Xerox has its paper-jam moment!

There was a time when we ‘Xerox’-ed things and not Googled it. Xerox was a company nobody thought could fail. Sadly, it has. On January 31, Fujifilm of Japan bought a controlling stake in Xerox, which according to Bloomberg, has a market value of $8.3 billion. As the agreement marks the end of independence for a US company, we look back at five ‘xerox’ moments.

TT Bureau Published 06.02.18, 12:00 AM
A Rank Xerox copying machine in 1963

There was a time when we ‘Xerox’-ed things and not Googled it. Xerox was a company nobody thought could fail. Sadly, it has. On January 31, Fujifilm of Japan bought a controlling stake in Xerox, which according to Bloomberg, has a market value of $8.3 billion. As the agreement marks the end of independence for a US company, we look back at five ‘xerox’ moments.

Steve Jobs with the Lisa PC

The Apple heist

In 1970, Xerox founded the Palo Alto Research Company (PARC) with the objective of coming up with innovations that the company could monetise. It obviously attracted a lot of attention, especially of one promising young man at the helm of a young company — Apple’s Steve Jobs. In 1979, he was given access to see the Alto computer which was developed at Xerox PARC (a research and development company). What happened in the coming years was, well... read on! 
Jobs was amazed by the demonstration of a new three-button computer mouse. It was clunky. It was expensive. Yet, it was amazing. During the demonstration, with just a click of a button, “windows” opened and closed. Using the word-processing programme was simple. In other words, there was enough to excite Jobs, the man who in 1996 said: “Picasso had a saying — ‘Good artists copy; great artists steal’ — and we have always been shameless about stealing great ideas.” The result? Apple introduced the Lisa PC which had many of the features of the Alto. This remains one of the greatest heists in tech history.

Please, not a verb!

The former chief book critic of The New York Times Michiko Kakutani had written a profile of actress Pat Carroll in 1979. The Crazy Like a Fox actress’ home was described as one “filled with books by Stein and about Stein, as well as xeroxed Ph.D. theses and obscure literary journals”. Nothing wrong with the sentence there? Not for the then Xerox field market analyst Maggie Lovaas, who sent a letter to the editor: “There is no adjective ‘xeroxed’.... If in the future you wish to use the name Xerox, it should be used with a capital ‘X’ and no ‘ed’.” The Times agreed. ‘Photocopy’ was the way forward.

**What to work on**
Can you reproduce the Xerox article word for word between "In 1970, Xerox" and "well... read on!", inclusive? The lines that come after the Xerox article aren't needed.

**Recorded data**
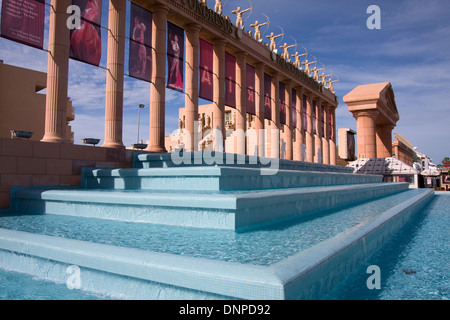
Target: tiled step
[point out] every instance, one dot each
(214, 179)
(204, 159)
(133, 273)
(221, 210)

**Solution for this problem**
In 1970, Xerox founded the Palo Alto Research Company (PARC) with the objective of coming up with innovations that the company could monetise. It obviously attracted a lot of attention, especially of one promising young man at the helm of a young company — Apple’s Steve Jobs. In 1979, he was given access to see the Alto computer which was developed at Xerox PARC (a research and development company). What happened in the coming years was, well... read on!